Written request:
Pull out each line of the items below that contains the word "steel", and copy those lines in their original order.

Items from a point labeling set:
▬▬▬▬▬▬
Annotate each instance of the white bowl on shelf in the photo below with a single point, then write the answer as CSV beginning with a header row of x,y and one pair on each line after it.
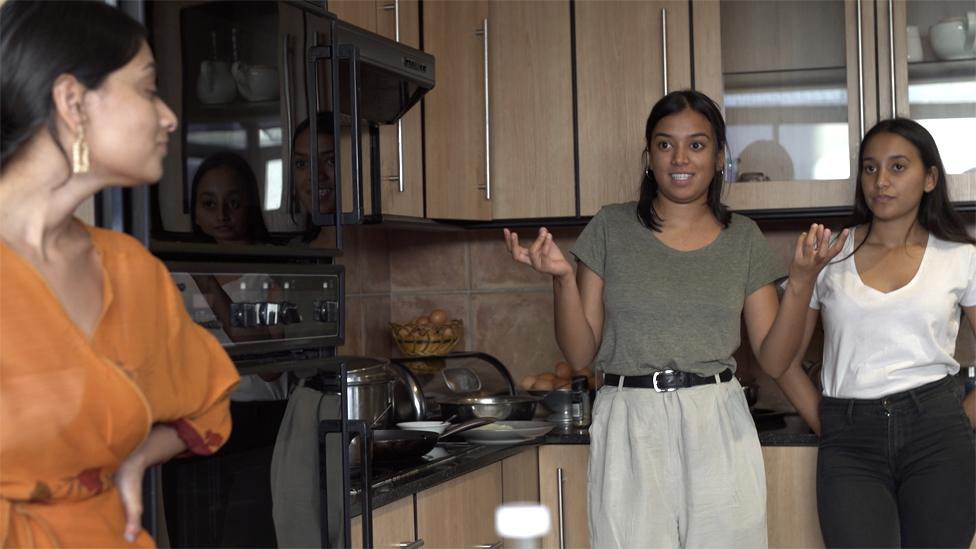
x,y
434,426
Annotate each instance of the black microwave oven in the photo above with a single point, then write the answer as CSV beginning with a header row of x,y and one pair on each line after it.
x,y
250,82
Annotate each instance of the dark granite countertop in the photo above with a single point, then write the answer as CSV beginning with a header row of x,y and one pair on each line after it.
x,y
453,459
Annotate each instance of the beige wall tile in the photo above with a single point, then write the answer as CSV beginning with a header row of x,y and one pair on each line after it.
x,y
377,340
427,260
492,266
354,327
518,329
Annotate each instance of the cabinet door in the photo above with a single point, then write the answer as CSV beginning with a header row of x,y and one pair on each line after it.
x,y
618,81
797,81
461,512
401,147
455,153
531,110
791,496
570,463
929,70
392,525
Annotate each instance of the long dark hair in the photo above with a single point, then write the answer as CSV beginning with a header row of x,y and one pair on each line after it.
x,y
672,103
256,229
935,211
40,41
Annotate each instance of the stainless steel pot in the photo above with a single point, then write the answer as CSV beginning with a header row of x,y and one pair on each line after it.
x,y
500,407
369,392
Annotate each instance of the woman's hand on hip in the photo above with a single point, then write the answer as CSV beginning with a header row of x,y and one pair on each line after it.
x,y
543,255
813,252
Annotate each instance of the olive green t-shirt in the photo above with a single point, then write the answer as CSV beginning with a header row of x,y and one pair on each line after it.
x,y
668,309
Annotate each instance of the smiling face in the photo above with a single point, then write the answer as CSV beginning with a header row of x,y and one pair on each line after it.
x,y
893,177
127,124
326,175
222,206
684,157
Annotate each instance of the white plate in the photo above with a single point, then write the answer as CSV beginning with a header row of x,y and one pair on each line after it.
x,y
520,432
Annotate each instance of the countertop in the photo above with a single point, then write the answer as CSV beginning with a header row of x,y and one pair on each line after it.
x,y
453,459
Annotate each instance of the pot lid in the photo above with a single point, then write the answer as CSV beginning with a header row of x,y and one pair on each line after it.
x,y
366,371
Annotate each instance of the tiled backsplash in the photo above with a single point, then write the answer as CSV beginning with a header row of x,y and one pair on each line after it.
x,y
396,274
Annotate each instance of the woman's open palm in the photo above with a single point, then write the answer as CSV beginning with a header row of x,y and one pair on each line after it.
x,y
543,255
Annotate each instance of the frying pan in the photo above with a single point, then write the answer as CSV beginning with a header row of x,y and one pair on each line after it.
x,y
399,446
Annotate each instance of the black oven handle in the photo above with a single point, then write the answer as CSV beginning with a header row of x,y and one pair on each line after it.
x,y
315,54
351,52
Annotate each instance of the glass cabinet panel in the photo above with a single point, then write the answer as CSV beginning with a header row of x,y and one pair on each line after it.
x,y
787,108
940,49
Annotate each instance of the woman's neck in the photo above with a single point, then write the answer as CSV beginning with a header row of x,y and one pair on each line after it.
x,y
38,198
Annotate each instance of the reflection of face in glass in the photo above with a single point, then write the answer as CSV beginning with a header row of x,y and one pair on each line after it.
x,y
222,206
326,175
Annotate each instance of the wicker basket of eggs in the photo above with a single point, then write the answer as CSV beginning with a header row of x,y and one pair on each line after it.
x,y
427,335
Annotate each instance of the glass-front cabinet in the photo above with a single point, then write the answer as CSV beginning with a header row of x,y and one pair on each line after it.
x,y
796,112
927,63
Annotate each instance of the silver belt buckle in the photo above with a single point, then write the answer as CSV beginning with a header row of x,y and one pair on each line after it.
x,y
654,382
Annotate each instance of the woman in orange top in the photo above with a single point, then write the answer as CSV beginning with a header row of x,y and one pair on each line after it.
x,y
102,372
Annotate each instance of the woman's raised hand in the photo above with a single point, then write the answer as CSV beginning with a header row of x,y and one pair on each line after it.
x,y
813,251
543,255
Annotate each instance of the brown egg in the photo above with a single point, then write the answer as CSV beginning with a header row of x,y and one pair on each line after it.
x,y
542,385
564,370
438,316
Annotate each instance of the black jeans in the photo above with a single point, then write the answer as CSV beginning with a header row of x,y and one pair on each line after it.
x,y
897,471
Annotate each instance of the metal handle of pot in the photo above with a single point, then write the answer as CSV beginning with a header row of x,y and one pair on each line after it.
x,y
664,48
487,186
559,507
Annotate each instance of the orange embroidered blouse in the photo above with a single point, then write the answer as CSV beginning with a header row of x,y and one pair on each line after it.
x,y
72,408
▬▬▬▬▬▬
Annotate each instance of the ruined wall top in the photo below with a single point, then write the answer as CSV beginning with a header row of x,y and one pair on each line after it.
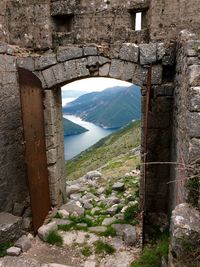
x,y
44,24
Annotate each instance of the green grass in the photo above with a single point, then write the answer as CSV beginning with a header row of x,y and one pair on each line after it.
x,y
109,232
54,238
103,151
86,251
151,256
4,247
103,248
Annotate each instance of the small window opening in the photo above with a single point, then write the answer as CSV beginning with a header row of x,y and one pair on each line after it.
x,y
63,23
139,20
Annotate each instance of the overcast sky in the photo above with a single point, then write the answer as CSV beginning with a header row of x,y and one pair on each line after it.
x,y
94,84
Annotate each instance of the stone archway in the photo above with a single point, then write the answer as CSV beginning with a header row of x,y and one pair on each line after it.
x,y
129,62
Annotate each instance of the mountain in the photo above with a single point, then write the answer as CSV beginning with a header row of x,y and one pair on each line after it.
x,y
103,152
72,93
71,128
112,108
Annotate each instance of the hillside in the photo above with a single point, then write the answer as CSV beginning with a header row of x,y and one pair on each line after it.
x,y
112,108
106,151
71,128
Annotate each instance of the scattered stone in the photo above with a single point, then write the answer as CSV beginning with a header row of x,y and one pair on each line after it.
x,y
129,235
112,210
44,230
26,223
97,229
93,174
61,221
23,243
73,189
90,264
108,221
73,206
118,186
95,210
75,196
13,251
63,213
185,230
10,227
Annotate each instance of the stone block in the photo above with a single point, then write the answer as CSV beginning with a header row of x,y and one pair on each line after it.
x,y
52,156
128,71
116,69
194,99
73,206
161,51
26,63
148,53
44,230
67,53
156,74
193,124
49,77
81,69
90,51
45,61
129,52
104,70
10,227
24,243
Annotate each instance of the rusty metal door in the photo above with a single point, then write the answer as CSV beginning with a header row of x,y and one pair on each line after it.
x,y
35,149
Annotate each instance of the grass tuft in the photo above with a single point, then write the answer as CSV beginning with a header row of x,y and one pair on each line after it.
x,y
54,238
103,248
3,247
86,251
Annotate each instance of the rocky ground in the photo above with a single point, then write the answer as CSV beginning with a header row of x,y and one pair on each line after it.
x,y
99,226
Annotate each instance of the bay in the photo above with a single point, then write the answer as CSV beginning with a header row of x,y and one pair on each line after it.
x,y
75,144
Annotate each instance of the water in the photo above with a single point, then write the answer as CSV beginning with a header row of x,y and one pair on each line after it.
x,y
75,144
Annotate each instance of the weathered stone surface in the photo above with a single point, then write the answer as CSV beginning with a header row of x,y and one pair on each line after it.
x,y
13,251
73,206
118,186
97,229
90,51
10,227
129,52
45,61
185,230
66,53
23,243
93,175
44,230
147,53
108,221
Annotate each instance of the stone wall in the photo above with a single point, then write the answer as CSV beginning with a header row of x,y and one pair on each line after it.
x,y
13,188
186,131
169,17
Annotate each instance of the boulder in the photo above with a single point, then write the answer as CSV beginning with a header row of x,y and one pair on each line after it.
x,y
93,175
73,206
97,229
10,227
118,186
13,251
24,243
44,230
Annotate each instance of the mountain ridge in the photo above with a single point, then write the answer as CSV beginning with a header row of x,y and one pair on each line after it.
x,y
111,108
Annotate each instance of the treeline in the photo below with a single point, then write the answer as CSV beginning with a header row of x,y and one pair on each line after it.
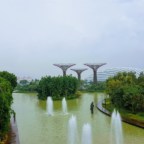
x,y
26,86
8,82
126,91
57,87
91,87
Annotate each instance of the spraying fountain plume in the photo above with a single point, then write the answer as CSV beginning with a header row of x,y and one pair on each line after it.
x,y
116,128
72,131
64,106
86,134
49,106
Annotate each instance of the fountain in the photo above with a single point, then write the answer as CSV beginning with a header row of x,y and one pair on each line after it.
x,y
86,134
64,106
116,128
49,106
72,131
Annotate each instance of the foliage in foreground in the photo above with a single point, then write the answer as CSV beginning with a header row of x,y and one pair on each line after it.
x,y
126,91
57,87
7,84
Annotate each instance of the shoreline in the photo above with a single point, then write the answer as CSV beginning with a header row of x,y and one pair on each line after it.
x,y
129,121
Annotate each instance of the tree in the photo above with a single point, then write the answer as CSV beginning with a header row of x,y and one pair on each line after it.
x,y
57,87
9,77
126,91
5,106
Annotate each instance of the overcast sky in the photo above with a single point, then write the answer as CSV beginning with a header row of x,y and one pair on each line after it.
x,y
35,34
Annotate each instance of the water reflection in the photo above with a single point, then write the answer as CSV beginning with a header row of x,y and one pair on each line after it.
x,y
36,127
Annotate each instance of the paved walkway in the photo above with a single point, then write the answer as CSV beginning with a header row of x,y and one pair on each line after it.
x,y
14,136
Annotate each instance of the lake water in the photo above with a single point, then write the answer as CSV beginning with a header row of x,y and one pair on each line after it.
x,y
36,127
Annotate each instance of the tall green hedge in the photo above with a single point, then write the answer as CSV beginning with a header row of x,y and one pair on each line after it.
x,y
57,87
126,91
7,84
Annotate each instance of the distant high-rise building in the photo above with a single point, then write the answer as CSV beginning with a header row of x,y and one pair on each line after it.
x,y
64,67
▬▬▬▬▬▬
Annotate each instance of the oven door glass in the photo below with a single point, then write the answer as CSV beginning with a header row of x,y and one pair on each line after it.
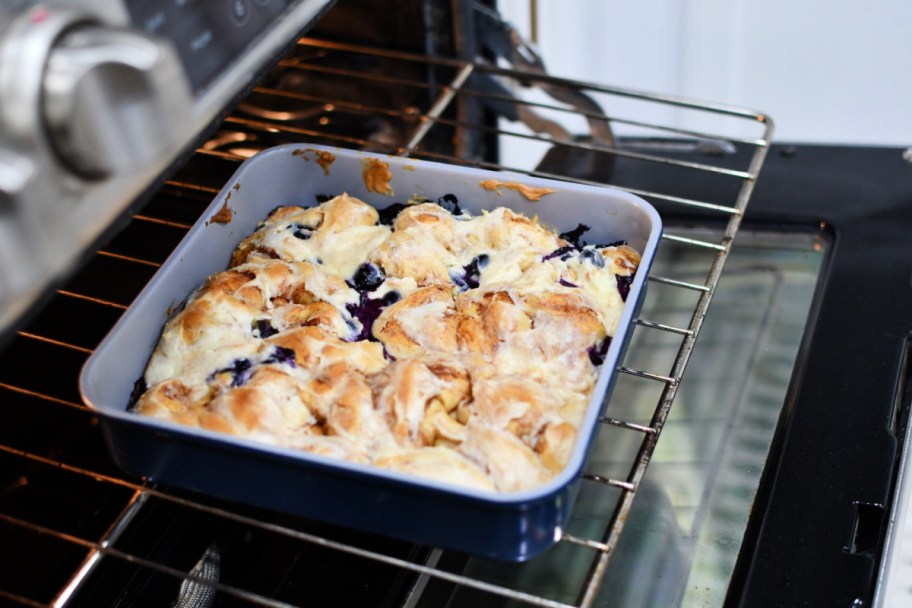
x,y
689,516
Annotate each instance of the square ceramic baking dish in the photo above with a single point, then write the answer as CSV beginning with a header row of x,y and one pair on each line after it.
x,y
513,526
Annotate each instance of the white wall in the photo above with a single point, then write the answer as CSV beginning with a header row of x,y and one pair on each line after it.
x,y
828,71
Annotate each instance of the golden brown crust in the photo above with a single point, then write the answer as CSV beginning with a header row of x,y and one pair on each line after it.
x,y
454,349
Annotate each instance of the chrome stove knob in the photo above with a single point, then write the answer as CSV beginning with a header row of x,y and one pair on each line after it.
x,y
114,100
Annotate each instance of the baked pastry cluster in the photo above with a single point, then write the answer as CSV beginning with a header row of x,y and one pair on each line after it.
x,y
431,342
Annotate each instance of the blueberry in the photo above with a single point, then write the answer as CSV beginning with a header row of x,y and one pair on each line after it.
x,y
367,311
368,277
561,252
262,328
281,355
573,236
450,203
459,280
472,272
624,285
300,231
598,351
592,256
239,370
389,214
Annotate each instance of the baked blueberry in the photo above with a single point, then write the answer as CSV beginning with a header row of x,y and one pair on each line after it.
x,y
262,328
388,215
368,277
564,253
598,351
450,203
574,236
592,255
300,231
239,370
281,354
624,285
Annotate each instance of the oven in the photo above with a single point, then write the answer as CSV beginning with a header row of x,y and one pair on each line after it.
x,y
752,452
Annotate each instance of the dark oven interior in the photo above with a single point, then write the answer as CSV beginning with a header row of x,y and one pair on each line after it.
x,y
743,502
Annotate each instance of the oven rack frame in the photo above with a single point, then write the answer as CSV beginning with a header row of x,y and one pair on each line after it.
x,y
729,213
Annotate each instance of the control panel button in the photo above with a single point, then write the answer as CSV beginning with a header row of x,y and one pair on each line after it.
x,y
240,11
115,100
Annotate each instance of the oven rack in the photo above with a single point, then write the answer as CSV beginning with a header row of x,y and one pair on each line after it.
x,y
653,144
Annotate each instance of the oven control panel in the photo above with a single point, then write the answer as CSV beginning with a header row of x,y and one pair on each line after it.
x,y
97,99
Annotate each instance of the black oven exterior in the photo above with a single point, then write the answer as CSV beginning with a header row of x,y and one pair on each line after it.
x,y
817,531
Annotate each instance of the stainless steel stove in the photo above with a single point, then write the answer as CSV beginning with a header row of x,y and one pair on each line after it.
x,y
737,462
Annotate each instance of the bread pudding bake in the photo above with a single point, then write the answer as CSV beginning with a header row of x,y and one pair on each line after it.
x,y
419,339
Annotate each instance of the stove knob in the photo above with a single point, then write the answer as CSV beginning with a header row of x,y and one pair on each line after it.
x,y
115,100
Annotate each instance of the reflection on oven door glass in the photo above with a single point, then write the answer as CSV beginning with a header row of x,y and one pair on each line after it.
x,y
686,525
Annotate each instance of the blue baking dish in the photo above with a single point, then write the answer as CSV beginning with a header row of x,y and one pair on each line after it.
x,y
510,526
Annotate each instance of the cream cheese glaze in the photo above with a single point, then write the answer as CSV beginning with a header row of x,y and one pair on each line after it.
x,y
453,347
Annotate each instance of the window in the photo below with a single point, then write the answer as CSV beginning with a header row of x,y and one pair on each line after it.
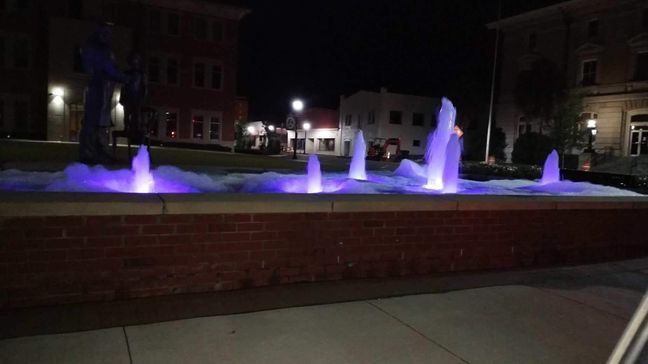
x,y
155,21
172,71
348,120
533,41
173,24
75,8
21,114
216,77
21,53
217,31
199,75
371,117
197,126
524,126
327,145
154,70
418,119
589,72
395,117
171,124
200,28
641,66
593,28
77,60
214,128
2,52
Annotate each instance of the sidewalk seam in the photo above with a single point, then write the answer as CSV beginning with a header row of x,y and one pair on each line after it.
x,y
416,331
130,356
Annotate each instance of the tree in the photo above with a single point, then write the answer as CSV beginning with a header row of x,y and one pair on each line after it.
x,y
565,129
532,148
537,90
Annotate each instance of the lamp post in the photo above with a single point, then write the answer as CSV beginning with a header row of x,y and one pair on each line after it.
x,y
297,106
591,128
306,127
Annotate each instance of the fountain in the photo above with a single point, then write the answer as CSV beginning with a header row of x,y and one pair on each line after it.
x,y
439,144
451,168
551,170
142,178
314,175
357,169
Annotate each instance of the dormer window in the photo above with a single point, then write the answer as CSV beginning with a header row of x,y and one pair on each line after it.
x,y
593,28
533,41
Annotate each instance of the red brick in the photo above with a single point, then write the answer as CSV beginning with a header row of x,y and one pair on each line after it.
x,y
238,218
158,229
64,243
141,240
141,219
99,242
▬▬▬▬▬▬
Result for this task:
Annotate each instance of the stainless steel pot in the photo above with a single point, then write the answer as CSV beginning with a header row of x,y and one pair on each line after it.
Annotate each instance of the stainless steel stove in the photo above with a single point, then write the answer as CSV beginning with a header row of x,y and one pair on each line after it.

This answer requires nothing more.